_WORK ORDER_. Repeat the data exactly, every last line of it.

[Records from a dataset]
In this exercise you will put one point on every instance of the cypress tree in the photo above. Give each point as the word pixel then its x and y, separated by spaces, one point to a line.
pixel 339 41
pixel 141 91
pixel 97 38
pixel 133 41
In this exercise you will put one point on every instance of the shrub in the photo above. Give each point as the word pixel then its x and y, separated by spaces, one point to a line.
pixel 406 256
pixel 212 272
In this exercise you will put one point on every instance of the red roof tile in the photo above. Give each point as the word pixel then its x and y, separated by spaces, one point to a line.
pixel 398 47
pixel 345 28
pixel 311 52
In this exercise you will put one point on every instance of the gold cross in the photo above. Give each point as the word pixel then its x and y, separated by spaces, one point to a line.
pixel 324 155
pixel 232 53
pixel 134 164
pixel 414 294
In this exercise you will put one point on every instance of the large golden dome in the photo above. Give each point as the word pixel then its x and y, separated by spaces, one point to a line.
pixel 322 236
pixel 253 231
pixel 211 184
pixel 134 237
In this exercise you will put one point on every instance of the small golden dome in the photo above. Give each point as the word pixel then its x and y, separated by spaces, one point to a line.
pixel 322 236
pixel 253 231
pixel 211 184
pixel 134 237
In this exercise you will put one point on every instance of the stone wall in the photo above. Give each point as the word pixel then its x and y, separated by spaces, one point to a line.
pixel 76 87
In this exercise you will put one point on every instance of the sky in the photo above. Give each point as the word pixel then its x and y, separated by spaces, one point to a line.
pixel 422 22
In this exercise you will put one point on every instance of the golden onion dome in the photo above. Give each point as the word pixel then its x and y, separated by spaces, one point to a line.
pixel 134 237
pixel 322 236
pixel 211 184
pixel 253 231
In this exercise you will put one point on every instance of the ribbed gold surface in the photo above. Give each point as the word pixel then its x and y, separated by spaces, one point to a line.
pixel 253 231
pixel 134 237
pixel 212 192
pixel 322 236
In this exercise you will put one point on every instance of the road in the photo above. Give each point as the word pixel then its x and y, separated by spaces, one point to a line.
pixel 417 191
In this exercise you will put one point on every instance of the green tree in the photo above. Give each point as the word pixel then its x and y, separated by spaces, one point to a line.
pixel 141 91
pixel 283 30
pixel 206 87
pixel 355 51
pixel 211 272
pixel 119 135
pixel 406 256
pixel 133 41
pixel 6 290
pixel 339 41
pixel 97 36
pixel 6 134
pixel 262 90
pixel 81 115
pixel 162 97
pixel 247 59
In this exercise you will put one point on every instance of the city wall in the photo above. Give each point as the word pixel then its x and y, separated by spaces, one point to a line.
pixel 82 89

_RESULT FOR THIS EXERCISE_.
In this exercise you will put one point on every instance of the cypress tree in the photo above. Give each point as the word pixel then its x and y, separated by spaces, one point to a line.
pixel 339 41
pixel 141 91
pixel 97 38
pixel 133 41
In this exercise you will put one point on every instance of the shrub in the photo above. Give each point as the word pixel then its x and y, separated by spaces, one point to a line.
pixel 406 256
pixel 212 272
In this exercise you will put one point on every instance of the red roof tile in the photo above. Give each point as the word pixel then its x and y, separated by spaces, one point to a line.
pixel 398 47
pixel 345 28
pixel 311 52
In this exercise you will put one point on every instance of the gold cross in the photo above. Give each point as the word pixel then its x and y, separated by spaces, one point to a line.
pixel 324 155
pixel 232 53
pixel 134 164
pixel 414 294
In this exercise you will put one point on every instance of the large golden dome in the photo above. Give each point as the word pixel then its x and y, separated by spaces, one point to a line.
pixel 322 236
pixel 253 231
pixel 211 184
pixel 134 237
In this exercise you will put one point on every instance of the small golden dome in the photo above. Give each point as the word pixel then its x and y, separated by spaces, one point to a line.
pixel 322 236
pixel 253 231
pixel 211 184
pixel 134 237
In this exercise you will put one point on every instance of the stone wall in the photo above. Give each point as the word pixel then its x and y, separated by spaces, one point to a line.
pixel 76 87
In this exercise you will put one point on every instance of the sky in the photo above. Give each point as the word pixel then its x and y, separated by spaces, one point to a line.
pixel 422 22
In this exercise you will put one point on every instance of the golden onion dome in the photo above. Give each point as the word pixel then its x and y, separated by spaces, one point to a line.
pixel 134 237
pixel 322 236
pixel 211 184
pixel 253 231
In this exercise you will put one point on every instance of the ribbed gold surface in the photo above. Give each point as the word pixel then its x and y, separated by spaces, one point to a line.
pixel 253 231
pixel 134 237
pixel 212 192
pixel 322 236
In this exercise you will put one point on every instance of the road in the photo above. Give each point as the word pixel then its x and y, separated by spaces, one point to a line.
pixel 417 191
In this exercise you will put one point on every instance of the green tree in the photo above. Give each point as the word pixel then its x and y, separated by spaces, one point to a line.
pixel 141 91
pixel 283 30
pixel 206 87
pixel 355 51
pixel 211 272
pixel 119 135
pixel 406 256
pixel 133 41
pixel 6 290
pixel 339 41
pixel 97 36
pixel 6 134
pixel 262 90
pixel 81 115
pixel 162 97
pixel 247 59
In this exercise you will put one point on every instance of the city wall in the photo above. Give each point as the word pixel then its x and y, separated by spaces, one point to a line.
pixel 82 89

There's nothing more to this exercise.